*** Opening of Provided text ***
Homebuyers Hit ‘Cancel’ Button: What’s Behind the Surge in Purchase Agreements Falling Through?

Realtors are facing an unprecedented number of buyers backing out of home purchases, with many becoming increasingly selective in a challenging real estate environment.

Almost 56,000 home-purchase agreements fell through in June, which represents 15% of all homes that went under contract during that month, according to a report from Redfin released on Tuesday. This marks the highest cancellation rate for June recorded by the real estate platform.

Julie Zubiate, a Redfin Premier real estate agent in the San Francisco Bay Area, attributed the increase in cancellations to buyers who are becoming choosier due to the high costs associated with home buying. “They’re backing out due to minor issues because the monthly costs associated with buying a home today are just too high to justify not getting everything on their must-have list,” Zubiate explained.

Rafael Corrales, a Redfin agent in Miami, reported experiencing “nightmare scenarios,” including last-minute cancellations over trivial matters. In Miami, around 2,500 home transactions were canceled last month, accounting for about 17.6% of homes that went under contract in June. Corrales noted that the primary concern for buyers is affordability.
*** Close of Provided text ***
◆ **What is being asked**
Answer these from the article on canceled home purchases:
1. What share of all homes that went under contract in June saw their purchase agreements fall through?
2. In what area does Julie Zubiate work as a Redfin Premier agent?
3. About how many home transactions were canceled in Miami last month?
The listing has no connection to the article on canceled home purchases.
*** Opening of Study material ***
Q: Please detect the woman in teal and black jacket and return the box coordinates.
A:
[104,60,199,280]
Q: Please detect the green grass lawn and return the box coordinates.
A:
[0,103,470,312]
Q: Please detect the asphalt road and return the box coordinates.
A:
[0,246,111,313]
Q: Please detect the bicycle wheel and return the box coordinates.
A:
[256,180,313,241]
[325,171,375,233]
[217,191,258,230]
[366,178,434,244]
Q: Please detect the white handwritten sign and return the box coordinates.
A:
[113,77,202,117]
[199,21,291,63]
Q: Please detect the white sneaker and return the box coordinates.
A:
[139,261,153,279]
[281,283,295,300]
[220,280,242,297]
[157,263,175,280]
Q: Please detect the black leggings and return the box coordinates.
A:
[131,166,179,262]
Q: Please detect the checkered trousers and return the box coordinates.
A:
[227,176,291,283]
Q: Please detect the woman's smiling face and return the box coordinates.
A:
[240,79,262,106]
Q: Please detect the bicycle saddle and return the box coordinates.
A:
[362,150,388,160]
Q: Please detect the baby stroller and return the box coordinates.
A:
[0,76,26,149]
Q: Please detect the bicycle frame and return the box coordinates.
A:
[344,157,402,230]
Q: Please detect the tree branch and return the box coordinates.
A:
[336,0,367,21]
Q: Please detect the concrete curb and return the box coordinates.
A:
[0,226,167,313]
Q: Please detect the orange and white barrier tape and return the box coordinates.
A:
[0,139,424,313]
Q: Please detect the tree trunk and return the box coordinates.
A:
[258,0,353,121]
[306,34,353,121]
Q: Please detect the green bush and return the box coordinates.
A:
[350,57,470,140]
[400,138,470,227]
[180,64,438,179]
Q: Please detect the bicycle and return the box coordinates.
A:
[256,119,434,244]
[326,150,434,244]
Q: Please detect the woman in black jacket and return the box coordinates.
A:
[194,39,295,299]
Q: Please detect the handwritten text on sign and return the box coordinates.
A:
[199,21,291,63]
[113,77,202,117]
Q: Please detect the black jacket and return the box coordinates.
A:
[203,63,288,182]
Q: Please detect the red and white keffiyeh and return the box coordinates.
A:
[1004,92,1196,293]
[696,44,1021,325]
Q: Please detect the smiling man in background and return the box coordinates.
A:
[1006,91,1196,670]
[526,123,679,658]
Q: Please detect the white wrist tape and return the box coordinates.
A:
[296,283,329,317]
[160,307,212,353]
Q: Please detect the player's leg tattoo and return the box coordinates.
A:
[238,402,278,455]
*** Close of Study material ***
◆ **Solution for this exercise**
1. 15%
2. The San Francisco Bay Area
3. Around 2,500